§ Source material:
|---|
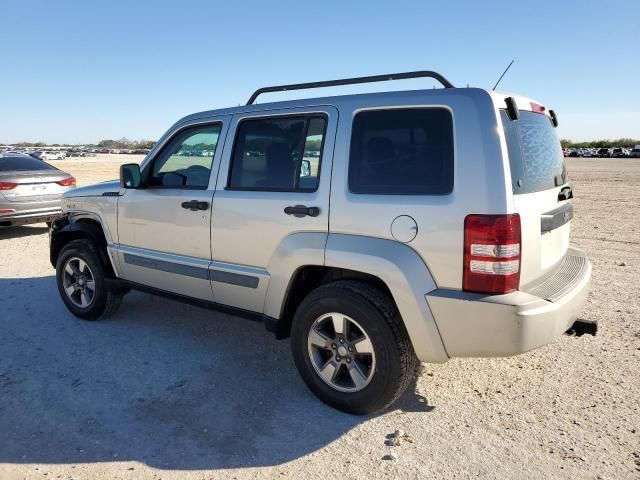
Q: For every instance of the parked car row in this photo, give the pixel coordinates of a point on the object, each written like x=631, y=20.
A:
x=617, y=152
x=62, y=153
x=30, y=189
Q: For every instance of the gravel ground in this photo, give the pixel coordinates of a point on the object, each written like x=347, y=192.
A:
x=165, y=390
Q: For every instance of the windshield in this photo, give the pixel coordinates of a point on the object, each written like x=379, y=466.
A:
x=24, y=164
x=535, y=154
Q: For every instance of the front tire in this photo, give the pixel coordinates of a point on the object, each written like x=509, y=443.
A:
x=351, y=348
x=81, y=282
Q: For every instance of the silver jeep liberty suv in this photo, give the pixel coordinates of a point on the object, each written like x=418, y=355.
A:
x=376, y=231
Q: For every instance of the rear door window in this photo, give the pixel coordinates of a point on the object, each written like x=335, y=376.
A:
x=278, y=154
x=535, y=154
x=402, y=152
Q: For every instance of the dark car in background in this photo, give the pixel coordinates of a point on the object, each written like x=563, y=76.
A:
x=620, y=153
x=30, y=190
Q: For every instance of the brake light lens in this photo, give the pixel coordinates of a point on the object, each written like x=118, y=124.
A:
x=492, y=246
x=7, y=185
x=67, y=182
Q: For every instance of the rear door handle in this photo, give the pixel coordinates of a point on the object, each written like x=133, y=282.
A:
x=302, y=211
x=195, y=205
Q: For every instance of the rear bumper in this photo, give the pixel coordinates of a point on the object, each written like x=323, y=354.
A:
x=476, y=325
x=25, y=218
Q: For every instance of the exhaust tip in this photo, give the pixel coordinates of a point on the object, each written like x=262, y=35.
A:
x=582, y=327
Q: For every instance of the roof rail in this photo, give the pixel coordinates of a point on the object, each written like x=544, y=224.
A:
x=350, y=81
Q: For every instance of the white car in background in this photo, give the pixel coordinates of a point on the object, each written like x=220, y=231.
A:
x=48, y=156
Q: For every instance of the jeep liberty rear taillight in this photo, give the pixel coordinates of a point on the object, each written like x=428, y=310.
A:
x=492, y=245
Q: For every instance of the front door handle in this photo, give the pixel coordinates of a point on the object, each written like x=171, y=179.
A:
x=302, y=211
x=195, y=205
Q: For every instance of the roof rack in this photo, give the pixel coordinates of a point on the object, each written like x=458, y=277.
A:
x=350, y=81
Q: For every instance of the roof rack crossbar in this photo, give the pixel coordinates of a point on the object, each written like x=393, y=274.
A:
x=350, y=81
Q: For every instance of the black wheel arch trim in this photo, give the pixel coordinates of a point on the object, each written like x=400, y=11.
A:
x=65, y=229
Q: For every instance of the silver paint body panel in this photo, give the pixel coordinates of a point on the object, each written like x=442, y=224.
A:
x=244, y=251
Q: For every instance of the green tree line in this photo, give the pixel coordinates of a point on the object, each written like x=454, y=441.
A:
x=621, y=142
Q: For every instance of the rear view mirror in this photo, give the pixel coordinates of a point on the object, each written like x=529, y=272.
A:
x=130, y=176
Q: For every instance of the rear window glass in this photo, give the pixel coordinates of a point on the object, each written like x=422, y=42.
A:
x=535, y=154
x=22, y=163
x=402, y=152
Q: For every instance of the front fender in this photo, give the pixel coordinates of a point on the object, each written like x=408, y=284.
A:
x=407, y=277
x=70, y=227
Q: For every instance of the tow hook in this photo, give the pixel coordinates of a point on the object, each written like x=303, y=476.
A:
x=581, y=327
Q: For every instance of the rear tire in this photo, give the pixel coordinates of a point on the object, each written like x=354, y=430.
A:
x=381, y=376
x=81, y=282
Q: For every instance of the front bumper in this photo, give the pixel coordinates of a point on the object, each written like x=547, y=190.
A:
x=476, y=325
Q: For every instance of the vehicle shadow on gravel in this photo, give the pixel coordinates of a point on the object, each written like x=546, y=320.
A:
x=23, y=231
x=166, y=384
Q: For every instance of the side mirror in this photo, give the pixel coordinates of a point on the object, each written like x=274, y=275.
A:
|---|
§ Short task: The records above must be transcribed exactly. Pictures are left out of the copy.

§ Answer for the task:
Q: For every instance of the parked car row in this photo, give the pixel coordinates of a point on the object, each written like x=631, y=20.
A:
x=617, y=152
x=62, y=153
x=30, y=189
Q: For every instance of the gravel ground in this photo, give the pixel coordinates of a point on the object, each written like x=347, y=192.
A:
x=165, y=390
Q: For every instance of the windshield in this photo, give the pixel coordinates of a point on the object, each written like x=379, y=466.
A:
x=24, y=164
x=535, y=154
Q: For every instance of the front tire in this photo, give the pixel coordinates of a point on the object, each written like x=509, y=443.
A:
x=351, y=348
x=81, y=282
Q: For every instance of the silver jeep liberty suv in this photo, give the pixel coordinates of a point on the object, each written like x=418, y=355.
A:
x=376, y=231
Q: For every instance of the rear door window in this photo, give the pixel coordinates of a point on the object, each written like x=335, y=376.
A:
x=278, y=154
x=535, y=154
x=402, y=152
Q: For every instance of the dark car in background in this photo, give the pixel coordinates of a point on the object, each written like x=563, y=76.
A:
x=620, y=153
x=30, y=190
Q: For every instance of the brake light lens in this photo, give the pixel coordinates of a point on the object, each written like x=118, y=124.
A:
x=492, y=246
x=7, y=185
x=67, y=182
Q: For every instance of the rear door handle in this photo, give the pixel coordinates of a point on the object, each written like x=133, y=282.
A:
x=302, y=211
x=195, y=205
Q: For every instance of the rear bumper in this photo, give the pixel coordinates of a point on the object, each written like x=323, y=354.
A:
x=476, y=325
x=25, y=218
Q: For every instance of the exhaust tip in this photo, give the pixel coordinates of a point on the object, each written like x=262, y=35.
A:
x=582, y=327
Q: For every instance of the roof rail in this photo, give the pixel coordinates of a point on the object, each written like x=544, y=224.
A:
x=350, y=81
Q: For every instance of the white car in background in this photo, give the pixel coordinates of a point on the object, each written like x=220, y=231.
A:
x=48, y=156
Q: For every instance of the jeep liberty rear taillight in this photo, give the pixel coordinates of a point on the object, each written like x=428, y=310.
A:
x=492, y=245
Q: For every instance of the front door handle in this photo, give the pixel coordinates of a point on the object, each written like x=171, y=179.
A:
x=302, y=211
x=195, y=205
Q: For every instance of the roof rack in this photo, give the pixel coordinates of a point on the object, each written like x=458, y=277.
A:
x=350, y=81
Q: For every instance of the roof rack crossbar in this photo, give the pixel coordinates of a point on the object, each written like x=393, y=274.
A:
x=350, y=81
Q: For every instance of the black wheel arch trim in this photo, give the pixel coordinates of a point on the object, each written like x=400, y=11.
A:
x=65, y=229
Q: For every instance of the silver paint body panel in this photo, give the pixel coordinates of a point on the object, each written like x=442, y=224.
A:
x=244, y=251
Q: For every instance of the green tree line in this photo, give the pixel coordinates of a point on the object, each written like x=454, y=441.
A:
x=621, y=142
Q: For every instance of the rear view mirror in this photo, give the pixel coordinates of a point on the object, each written like x=529, y=272.
A:
x=130, y=176
Q: For every instance of the rear window glass in this photo, give the pixel coordinates of a point on the object, each written like x=422, y=42.
A:
x=535, y=154
x=22, y=163
x=402, y=152
Q: For every instance of the front fender in this photo, give the pixel coordinates of a point on the object, each written like x=408, y=284.
A:
x=407, y=277
x=70, y=227
Q: For every instance of the tow hook in this photo, give the pixel coordinates of a point on the object, each written like x=303, y=476.
A:
x=581, y=327
Q: For every instance of the rear tire in this photo, give the pixel coordinates of a point on the object, each written like x=354, y=430.
A:
x=381, y=376
x=81, y=282
Q: For every instance of the front bumper in this photo, give the pixel coordinates of a point on the object, each written like x=547, y=190.
A:
x=476, y=325
Q: For every instance of the vehicle shadow on gravel in this photo, give the pixel coordinates of a point on the object, each written like x=546, y=320.
A:
x=23, y=231
x=166, y=384
Q: For every instance of the side mirror in this photo, give the pixel coordinates of a point on the object, each written like x=274, y=275.
A:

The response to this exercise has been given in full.